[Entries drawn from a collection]
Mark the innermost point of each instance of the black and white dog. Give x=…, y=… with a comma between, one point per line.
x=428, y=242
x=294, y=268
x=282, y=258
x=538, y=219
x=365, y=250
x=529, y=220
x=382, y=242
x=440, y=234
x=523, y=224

**Exercise prompt**
Reproduce every one of the lines above word for word, in the same order.

**Task result**
Mark the innermost point of each instance of the black and white dog. Give x=…, y=… with a comma between, one point per line.
x=428, y=242
x=294, y=268
x=282, y=258
x=538, y=219
x=365, y=250
x=529, y=220
x=382, y=242
x=440, y=234
x=523, y=224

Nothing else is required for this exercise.